What the task asks
Copy out the whole event announcement word for word.

Location: 304ABC Schine Student Center

Part of the Syracuse Symposium

Part of the Syracuse Symposium series.

Leah Lakshmi Piepzna-Samarasinha (Toronto/Oakland)

Lambda Award winning queer disabled Sri Lankan/Irish femme writer and performance artist Leah Lakshmi Piepzna-Samarasinha will share new work and performance pieces from her work with disability justice collective Sins Invalid and her most recent books, Bodymap and Dirty River: A Queer Femme of Color Dreaming Her Way Home. Piepzna-Samarasinha maps luscious and vulnerable terrains of queer femme of color transformative love, survivorhood, sick and disabled queer of color genius and all the homes we claim, make and deserve. Book signing and Q and A to follow.

Communication Access Realtime Translation (CART) will be available for the event. If you have requests for accessibility and accommodations, please contact suschoolofed@syr.edu or 315.443.4696. Parking available in the Booth Garage on Comstock Avenue. We ask all attendees not wear perfumes or other scented products to this event.

Read more about her work in A&S News.

Given information
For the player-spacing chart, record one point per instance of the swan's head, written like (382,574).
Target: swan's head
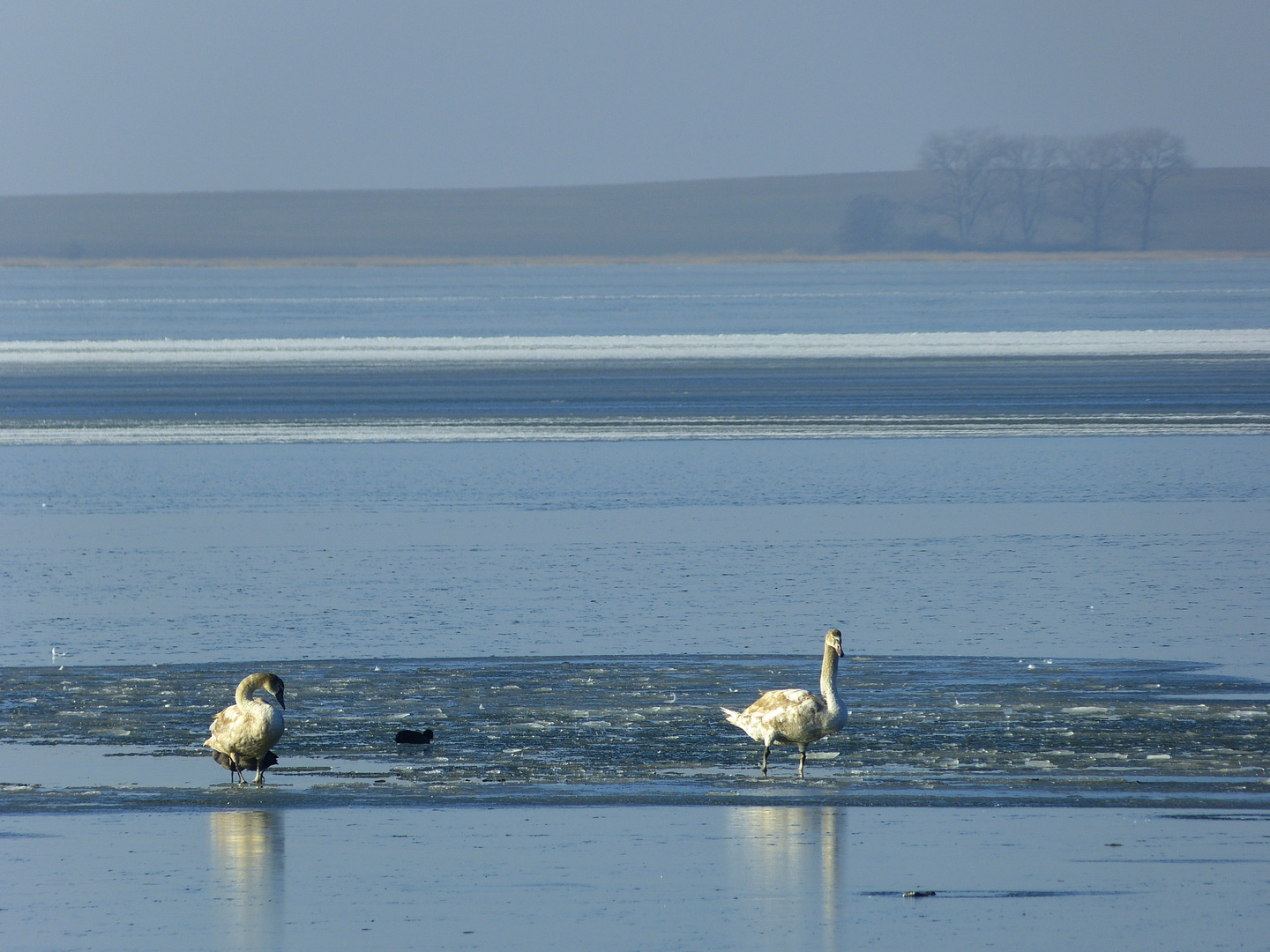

Finished answer
Location: 304ABC Schine Student Center

Part of the Syracuse Symposium

Part of the Syracuse Symposium series.

Leah Lakshmi Piepzna-Samarasinha (Toronto/Oakland)

Lambda Award winning queer disabled Sri Lankan/Irish femme writer and performance artist Leah Lakshmi Piepzna-Samarasinha will share new work and performance pieces from her work with disability justice collective Sins Invalid and her most recent books, Bodymap and Dirty River: A Queer Femme of Color Dreaming Her Way Home. Piepzna-Samarasinha maps luscious and vulnerable terrains of queer femme of color transformative love, survivorhood, sick and disabled queer of color genius and all the homes we claim, make and deserve. Book signing and Q and A to follow.

Communication Access Realtime Translation (CART) will be available for the event. If you have requests for accessibility and accommodations, please contact suschoolofed@syr.edu or 315.443.4696. Parking available in the Booth Garage on Comstock Avenue. We ask all attendees not wear perfumes or other scented products to this event.

Read more about her work in A&S News.